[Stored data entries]
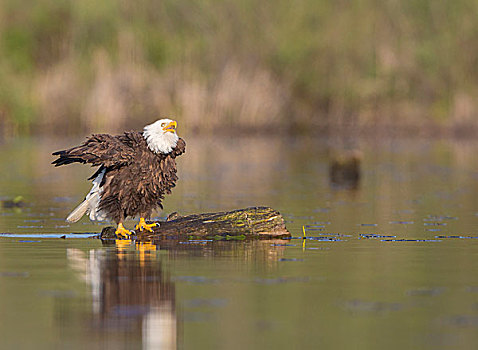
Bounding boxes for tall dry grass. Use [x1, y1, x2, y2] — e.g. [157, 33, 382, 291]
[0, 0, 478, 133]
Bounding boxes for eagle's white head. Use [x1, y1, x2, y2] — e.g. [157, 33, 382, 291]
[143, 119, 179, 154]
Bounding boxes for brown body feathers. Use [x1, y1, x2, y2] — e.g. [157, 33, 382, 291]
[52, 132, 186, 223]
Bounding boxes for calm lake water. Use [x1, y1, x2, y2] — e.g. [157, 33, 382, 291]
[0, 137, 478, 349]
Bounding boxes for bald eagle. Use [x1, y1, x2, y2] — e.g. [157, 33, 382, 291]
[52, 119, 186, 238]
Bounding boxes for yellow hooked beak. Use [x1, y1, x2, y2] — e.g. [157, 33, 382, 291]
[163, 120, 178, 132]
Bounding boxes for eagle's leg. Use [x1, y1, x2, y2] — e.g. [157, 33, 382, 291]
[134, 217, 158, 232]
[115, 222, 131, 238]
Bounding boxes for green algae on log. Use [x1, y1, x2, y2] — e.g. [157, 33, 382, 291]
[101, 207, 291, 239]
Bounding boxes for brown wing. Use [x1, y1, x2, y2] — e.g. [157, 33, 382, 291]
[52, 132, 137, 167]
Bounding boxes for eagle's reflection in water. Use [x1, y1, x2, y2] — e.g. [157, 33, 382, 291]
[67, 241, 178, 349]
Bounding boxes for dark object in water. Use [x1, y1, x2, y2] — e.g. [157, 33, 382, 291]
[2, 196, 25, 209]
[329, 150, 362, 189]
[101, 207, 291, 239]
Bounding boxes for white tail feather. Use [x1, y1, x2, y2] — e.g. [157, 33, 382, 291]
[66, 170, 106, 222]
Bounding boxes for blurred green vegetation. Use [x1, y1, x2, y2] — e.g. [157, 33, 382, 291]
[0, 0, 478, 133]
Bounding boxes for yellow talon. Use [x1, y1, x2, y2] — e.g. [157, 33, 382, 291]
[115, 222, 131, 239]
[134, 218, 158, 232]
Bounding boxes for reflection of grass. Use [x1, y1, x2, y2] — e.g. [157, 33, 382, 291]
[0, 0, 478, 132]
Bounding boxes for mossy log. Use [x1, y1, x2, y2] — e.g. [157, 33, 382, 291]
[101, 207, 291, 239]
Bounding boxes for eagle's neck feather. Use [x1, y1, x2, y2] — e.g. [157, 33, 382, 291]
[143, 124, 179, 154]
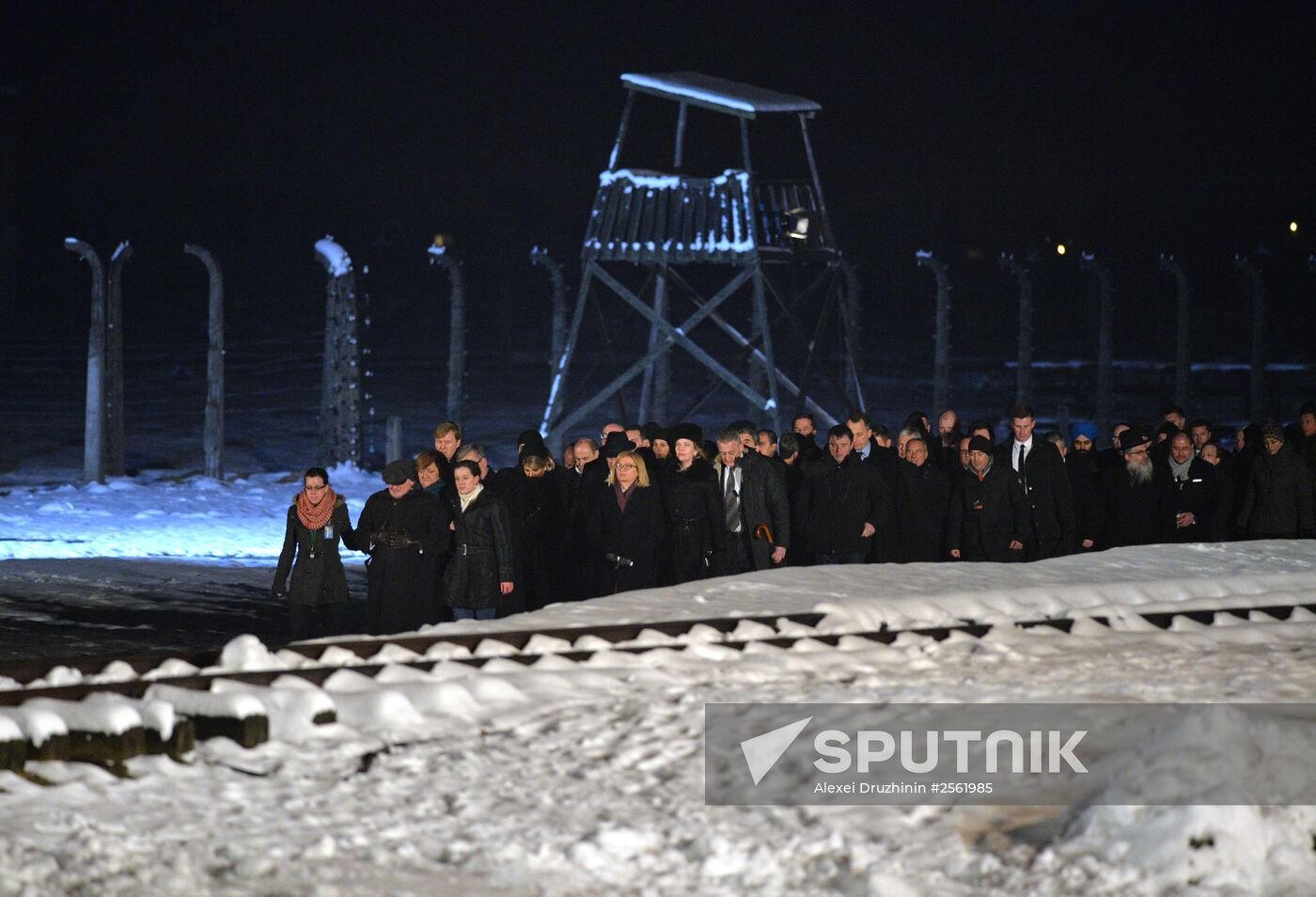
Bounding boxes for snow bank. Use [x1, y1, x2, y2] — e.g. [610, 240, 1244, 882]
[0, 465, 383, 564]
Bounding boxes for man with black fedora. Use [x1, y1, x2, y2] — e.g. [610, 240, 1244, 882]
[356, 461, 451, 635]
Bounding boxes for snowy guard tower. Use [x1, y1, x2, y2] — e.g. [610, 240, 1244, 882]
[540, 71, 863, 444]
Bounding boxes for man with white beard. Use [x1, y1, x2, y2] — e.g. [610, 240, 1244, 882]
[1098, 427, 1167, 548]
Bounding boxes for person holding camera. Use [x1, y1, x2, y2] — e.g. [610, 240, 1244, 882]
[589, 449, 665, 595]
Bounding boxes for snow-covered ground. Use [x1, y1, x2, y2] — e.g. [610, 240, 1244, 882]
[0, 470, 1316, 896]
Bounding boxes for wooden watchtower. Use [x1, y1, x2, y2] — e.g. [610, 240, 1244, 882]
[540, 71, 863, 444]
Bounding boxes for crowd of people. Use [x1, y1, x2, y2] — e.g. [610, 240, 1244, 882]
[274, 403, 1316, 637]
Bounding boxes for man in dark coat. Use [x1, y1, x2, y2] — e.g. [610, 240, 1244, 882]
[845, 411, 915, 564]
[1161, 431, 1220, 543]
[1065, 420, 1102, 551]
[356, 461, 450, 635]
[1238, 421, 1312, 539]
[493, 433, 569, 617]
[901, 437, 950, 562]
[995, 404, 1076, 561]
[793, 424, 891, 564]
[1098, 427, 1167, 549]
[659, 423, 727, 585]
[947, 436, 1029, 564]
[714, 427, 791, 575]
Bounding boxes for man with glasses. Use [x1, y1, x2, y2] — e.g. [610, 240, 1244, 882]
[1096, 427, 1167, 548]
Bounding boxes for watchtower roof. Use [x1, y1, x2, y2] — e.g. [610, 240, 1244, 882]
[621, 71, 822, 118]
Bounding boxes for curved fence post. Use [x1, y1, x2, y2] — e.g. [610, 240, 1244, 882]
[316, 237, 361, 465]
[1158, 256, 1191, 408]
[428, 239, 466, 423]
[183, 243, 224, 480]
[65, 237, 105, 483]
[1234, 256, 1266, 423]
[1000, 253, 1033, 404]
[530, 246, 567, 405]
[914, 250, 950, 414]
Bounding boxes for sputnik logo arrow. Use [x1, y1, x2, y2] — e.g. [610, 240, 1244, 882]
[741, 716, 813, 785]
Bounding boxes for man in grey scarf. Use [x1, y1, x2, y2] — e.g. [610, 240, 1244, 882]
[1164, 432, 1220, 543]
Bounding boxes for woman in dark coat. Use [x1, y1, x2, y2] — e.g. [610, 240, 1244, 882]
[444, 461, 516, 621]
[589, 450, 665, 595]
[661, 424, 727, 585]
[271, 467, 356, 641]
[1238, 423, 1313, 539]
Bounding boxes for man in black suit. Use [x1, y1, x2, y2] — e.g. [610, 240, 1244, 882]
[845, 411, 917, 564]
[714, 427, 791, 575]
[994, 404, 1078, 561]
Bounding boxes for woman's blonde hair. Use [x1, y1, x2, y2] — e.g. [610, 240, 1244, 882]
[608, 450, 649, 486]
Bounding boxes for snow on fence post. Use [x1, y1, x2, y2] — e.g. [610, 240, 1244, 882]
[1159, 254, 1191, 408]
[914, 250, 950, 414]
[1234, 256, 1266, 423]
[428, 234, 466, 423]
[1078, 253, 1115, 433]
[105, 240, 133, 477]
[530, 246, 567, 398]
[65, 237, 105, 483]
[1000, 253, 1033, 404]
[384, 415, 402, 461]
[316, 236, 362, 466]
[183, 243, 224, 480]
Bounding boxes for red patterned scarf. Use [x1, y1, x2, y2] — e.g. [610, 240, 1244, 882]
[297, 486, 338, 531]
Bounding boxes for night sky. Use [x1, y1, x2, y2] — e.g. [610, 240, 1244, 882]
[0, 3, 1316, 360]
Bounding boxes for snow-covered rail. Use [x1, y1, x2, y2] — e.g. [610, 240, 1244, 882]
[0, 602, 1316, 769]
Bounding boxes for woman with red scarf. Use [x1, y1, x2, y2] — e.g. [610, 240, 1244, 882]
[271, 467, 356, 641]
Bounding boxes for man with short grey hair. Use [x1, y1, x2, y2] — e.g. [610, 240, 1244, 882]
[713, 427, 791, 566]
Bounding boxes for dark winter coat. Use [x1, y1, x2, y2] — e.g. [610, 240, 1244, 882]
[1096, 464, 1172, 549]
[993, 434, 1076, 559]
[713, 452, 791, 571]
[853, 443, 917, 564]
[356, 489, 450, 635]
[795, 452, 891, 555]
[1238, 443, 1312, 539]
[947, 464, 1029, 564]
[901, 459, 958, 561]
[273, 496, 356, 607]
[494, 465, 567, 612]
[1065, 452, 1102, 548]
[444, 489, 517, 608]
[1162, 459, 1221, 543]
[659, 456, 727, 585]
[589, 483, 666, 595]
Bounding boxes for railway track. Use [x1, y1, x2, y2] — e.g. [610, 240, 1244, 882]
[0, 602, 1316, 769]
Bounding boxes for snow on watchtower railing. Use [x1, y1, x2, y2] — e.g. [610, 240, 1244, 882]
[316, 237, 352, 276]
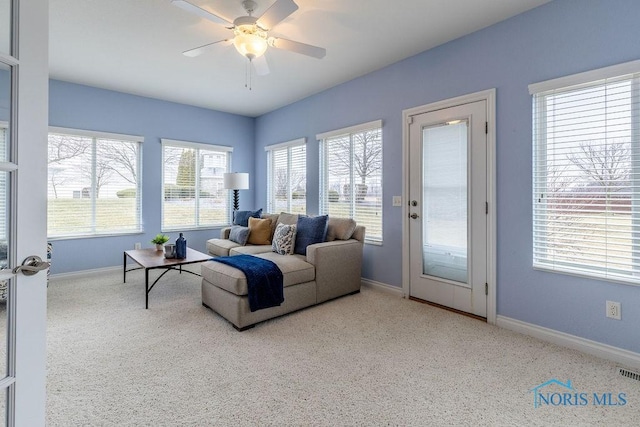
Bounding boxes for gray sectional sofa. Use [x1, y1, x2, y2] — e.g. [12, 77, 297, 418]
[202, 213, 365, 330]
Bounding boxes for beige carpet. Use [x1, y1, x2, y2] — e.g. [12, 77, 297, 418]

TASK PROMPT: Rescale the listing starting at the line that contains "Bounding boxes for railway" and ending at the end of the listing. Rewrite every line in that span with the requests unchanged, multiplying each bounding box coordinate in the answers by 1.6 and rounding to whole numbers with halves rounded up, and omit the pictures.

EXERCISE OUTPUT:
Bounding boxes for railway track. Use [x1, y1, x2, y2] — e.g. [610, 240, 1244, 882]
[0, 963, 2106, 1230]
Bounding boxes for snow on watchtower railing. Use [x1, y1, x2, y2] — e.g. [610, 240, 1244, 882]
[506, 379, 563, 442]
Bounding boxes for gray sectional sofa. Use [x1, y1, x2, y2] — e.g. [12, 77, 297, 418]
[323, 341, 584, 528]
Bounding boxes for beige carpet. Use [x1, y1, x2, y2] — e.g. [12, 77, 297, 418]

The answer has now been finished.